Copy the records below verbatim, character for character, from the first line of the first record through the last line of the final one.

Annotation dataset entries
▼

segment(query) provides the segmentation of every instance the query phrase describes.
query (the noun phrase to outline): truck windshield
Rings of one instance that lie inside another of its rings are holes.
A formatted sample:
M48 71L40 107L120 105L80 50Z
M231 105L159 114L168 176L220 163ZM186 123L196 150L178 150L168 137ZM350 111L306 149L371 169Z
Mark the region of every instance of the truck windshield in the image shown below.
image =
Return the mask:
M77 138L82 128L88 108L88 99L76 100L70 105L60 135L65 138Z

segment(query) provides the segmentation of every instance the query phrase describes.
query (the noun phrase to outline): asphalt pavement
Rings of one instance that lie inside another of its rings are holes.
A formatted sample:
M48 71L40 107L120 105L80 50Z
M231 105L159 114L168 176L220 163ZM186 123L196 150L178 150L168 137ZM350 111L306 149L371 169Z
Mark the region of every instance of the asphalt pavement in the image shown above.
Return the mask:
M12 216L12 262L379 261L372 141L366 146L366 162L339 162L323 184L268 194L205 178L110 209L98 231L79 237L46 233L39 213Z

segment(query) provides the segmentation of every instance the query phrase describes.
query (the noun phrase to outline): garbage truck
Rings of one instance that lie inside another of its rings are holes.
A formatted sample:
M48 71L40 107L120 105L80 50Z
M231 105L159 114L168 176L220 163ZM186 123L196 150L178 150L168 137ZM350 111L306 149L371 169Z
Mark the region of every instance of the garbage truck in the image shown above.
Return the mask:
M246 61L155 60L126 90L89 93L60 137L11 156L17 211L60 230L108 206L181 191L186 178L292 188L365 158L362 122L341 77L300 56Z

▲

▸ **Reply**:
segment(query) provides the segmentation of every instance the query phrase describes.
query (the noun phrase to outline): truck windshield
Rings of one instance that lie inside another of its rings are holes.
A formatted sample:
M48 71L40 107L120 105L80 50Z
M231 105L159 114L168 176L220 163ZM186 123L196 150L178 150L168 137ZM350 111L306 149L371 169Z
Mark the region of every instance of the truck windshield in the image shown below.
image =
Return the mask:
M77 138L82 128L88 108L88 99L76 100L70 105L60 135L65 138Z

segment(query) provides the segmentation of every instance the query phrase describes.
query (the noun phrase to outline): asphalt pavement
Rings of one instance that lie inside another of its rings are holes.
A formatted sample:
M48 71L40 107L120 105L80 50Z
M231 105L159 114L168 176L220 163ZM186 123L196 150L178 150L168 137ZM350 111L306 149L371 169Z
Mark the region of every instance of the asphalt pavement in the image shown above.
Return the mask:
M12 216L12 262L379 261L372 141L366 146L366 162L339 162L323 184L268 194L205 178L110 209L98 231L79 237L46 233L39 213Z

segment(query) provides the segmentation of every instance the query phrase describes.
query (the noun phrase to outline): garbage truck
Rings of one instance that lie inside another of its rings are holes.
A formatted sample:
M48 71L40 107L120 105L80 50Z
M231 105L159 114L168 176L220 163ZM186 123L196 150L178 150L168 137ZM350 111L306 149L371 169Z
Mark the region of every instance of the garbage truck in the image shown above.
Return the mask:
M246 61L155 60L126 90L89 93L60 137L11 156L17 211L60 230L108 206L181 191L186 178L292 188L365 158L362 122L341 77L300 56Z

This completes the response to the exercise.